[ZIEL DER ÜBUNG]
Beantworte diese Fragen zum Kommentar über die Zürcher Zünfte:
(a) Bei welchem Radio ist der Kommentar entstanden?
(b) Für welche Partei politisiert Filippo Leutenegger jetzt?
(c) Wen nehmen die Herren der Zünfte nicht in ihre Vereinigungen auf?

[AUSGEWÄHLTER TEXT]
>>>>>

Beitragsart: Kommentar
Sprache: deutsch
Redaktionsbereich: Politik/Info, Wirtschaft/Soziales
Serie: Aus Neutraler Sicht
Entstehung

AutorInnen: Albert Jörimann
Radio: Radio F.R.E.I., Erfurt im www
Produktionsdatum: 04.08.2014
CC BY-NC-SA
Creative Commons BY-NC-SA
Namensnennung - Nicht-kommerziell - Weitergabe unter gleichen Bedingungen erwünscht
Skript
Selbst­ver­ständ­lich haben die Zünfte heute ihre praktische Bedeutung verloren, aber als Beziehungsnetzwerk taugen sie nach wie vor und sind sogar heiß begehrt, denn der Zugang ist beschränkt, mindestens bei den historischen Organisationen. Einerseits sind hier die alten Zürcher Geschlechter vertreten und anderseits all das, was sich im Lauf der Jahrhunderte so zusammen geläppert hat an geld- und einflussreichen Familien. Dies musste zum Beispiel Genosse Filippo Leutenegger schmerzlich erfahren, der seine Karriere als Anti-AKW-Aktivist begonnen hatte, dann ein Gastspiel als Journalist bei der linksalternativen Wochenzeitung WoZ gab, bevor er zum Fernsehen wechselte und dort eine Polit-Talkshow moderierte, bis er sich selber für geeignet genug für das Polittheater und selber den Einstieg in dieses Theater fand, allerdings nicht mehr für die Sozialdemokraten oder die Grünen, sondern jetzt für die staatstragende FDP, wo er seither am äußersten rechten Rand politisiert, vom Populisten-Milliardär und Rechtsaußen-Nationalisten Christoph Blocher mit Geld versorgt wird und jüngst zum Stadtrat in der schönen Stadt Zürich gewählt wurde – bloß den Einlass als Zünfter, den hat man ihm immer wieder verwehrt. Eine gewisse Konstanz muss nun mal sein bei diesen traditionsbewussten Herren, die übrigens keine Damen in ihre Vereinigungen aufnehmen.

<<<<<

[AUFGELISTETE EINTRÄGE]
>>>>>

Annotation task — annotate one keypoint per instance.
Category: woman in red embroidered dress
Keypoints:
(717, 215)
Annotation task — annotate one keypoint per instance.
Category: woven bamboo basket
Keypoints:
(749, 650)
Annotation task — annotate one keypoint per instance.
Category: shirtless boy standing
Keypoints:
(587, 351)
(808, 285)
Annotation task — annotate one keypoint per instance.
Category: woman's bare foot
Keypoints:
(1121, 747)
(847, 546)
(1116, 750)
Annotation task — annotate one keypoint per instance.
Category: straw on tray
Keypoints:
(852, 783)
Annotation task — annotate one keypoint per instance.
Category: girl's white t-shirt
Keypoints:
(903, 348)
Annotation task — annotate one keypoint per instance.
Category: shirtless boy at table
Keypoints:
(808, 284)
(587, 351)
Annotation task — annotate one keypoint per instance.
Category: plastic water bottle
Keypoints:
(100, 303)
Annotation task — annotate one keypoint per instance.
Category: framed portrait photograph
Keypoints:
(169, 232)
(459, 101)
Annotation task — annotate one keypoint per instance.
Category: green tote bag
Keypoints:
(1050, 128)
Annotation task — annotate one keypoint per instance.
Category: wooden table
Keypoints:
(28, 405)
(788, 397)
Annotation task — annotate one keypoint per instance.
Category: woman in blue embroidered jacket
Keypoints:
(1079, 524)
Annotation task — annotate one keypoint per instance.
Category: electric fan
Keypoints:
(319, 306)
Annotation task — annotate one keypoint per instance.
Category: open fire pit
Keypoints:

<<<<<
>>>>>

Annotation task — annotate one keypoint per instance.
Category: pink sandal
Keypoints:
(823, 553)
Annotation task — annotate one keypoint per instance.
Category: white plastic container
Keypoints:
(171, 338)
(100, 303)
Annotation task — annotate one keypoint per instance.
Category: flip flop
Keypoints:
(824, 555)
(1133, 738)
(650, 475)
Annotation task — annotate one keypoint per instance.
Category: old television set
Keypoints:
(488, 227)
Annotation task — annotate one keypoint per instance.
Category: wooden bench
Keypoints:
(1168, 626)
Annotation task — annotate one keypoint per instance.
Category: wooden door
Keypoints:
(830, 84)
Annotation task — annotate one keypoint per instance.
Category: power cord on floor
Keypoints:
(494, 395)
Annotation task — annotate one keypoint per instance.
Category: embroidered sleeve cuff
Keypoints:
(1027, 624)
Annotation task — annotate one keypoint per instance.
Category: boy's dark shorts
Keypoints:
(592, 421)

<<<<<

[LÖSUNG DER ÜBUNG]
(a) Bei Radio F.R.E.I., Erfurt.
(b) Für die FDP.
(c) Damen.